> **INSTRUÇÕES**
1. Responda com base no texto sobre Nêgo:
(a) Qual é a idade de Nêgo?
(b) De que ano é a primeira escultura do "Jardim do Nego"?
(c) Por quantos anos Nêgo viveu em reclusão?
2. Copie do texto sobre Nêgo o trecho que começa em "Hoje, visitei" e vai até "um Ceará agreste.", inclusive.

Hoje, visitei
o ateliê de Nêgo em Nova Frigurgo (RJ). Cearense de 74 anos, foi reconhecido
pela arte entalhada em madeira. A primeira escultura do Jardim do Nego data de
1981: uma mulher negra, linda e nua. A mistura de barro e pedras tem curvas
majestosas e insinuantes e é coberta por um aveludado musgo. Inspiradora...
Nêgo viveu 12
anos em reclusão e, nesse período, passou por fome, reconstrução e epifania. De
seu passado, ouve-se ecos de um roubo sem provas, um hippie de violão, um filho
reaproximado e mulheres, muitas mulheres. Suas esculturas confirmam as histórias
e voltam os olhos da nova Suíça para a beleza e a fome de um Ceará agreste.
A
grandeza da arte de Nêgo ultrapassa o tamanho de suas esculturas. O corpo
feminino ora exala sensualidade, ora flana ébrio, ora pare contorcido. A
criança ausente na vida é gigante e meiga escultura. Autorretratos do artista
espalham-se nos rostos de homens e mulheres de barro que erguem mãos e olhos
para os céus.
Nêgo
declama a liberdade do corpo etéreo. O artista explica que energia universal
atravessa o ser humano e o move para suas realizações. Seu chacra da terceira
visão protegido e o recente estado celibatário são suas formas de concentrar energia libidinal no
plexo solar. O corpo capta e abriga essa energia e ela retorna ao universo ao
perecermos. Instigante filosofia.

> **DADOS FORNECIDOS**
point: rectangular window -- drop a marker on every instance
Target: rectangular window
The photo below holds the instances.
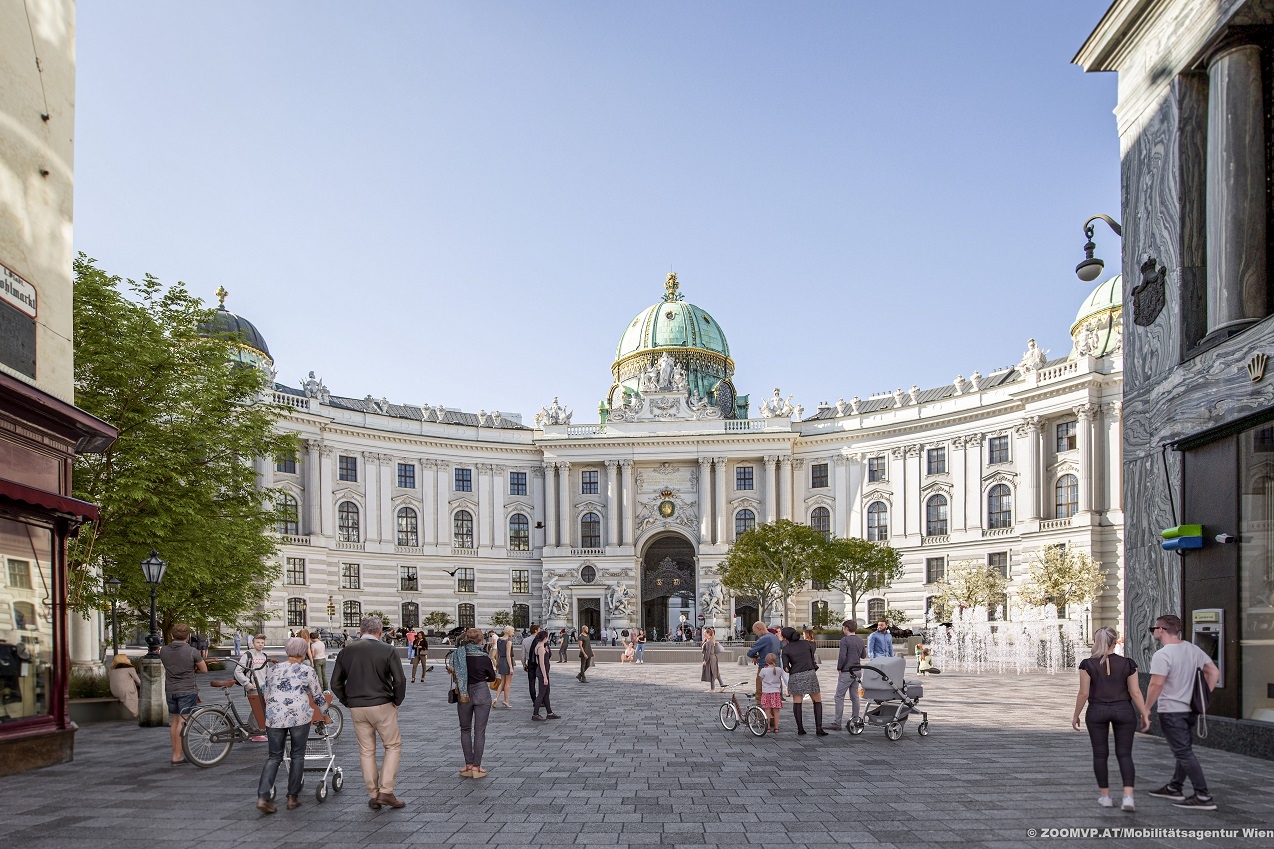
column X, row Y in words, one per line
column 1066, row 436
column 998, row 450
column 516, row 483
column 350, row 576
column 407, row 476
column 818, row 476
column 19, row 574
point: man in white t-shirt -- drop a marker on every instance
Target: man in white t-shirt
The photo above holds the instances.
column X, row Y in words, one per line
column 1172, row 674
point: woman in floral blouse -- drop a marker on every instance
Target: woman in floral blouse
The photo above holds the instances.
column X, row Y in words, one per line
column 288, row 711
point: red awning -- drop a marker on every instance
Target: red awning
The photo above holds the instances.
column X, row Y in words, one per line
column 47, row 500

> **RESPOSTAS**
1.
(a) 74 anos.
(b) 1981.
(c) 12 anos.

2.
Hoje, visitei
o ateliê de Nêgo em Nova Frigurgo (RJ). Cearense de 74 anos, foi reconhecido
pela arte entalhada em madeira. A primeira escultura do Jardim do Nego data de
1981: uma mulher negra, linda e nua. A mistura de barro e pedras tem curvas
majestosas e insinuantes e é coberta por um aveludado musgo. Inspiradora...
Nêgo viveu 12
anos em reclusão e, nesse período, passou por fome, reconstrução e epifania. De
seu passado, ouve-se ecos de um roubo sem provas, um hippie de violão, um filho
reaproximado e mulheres, muitas mulheres. Suas esculturas confirmam as histórias
e voltam os olhos da nova Suíça para a beleza e a fome de um Ceará agreste.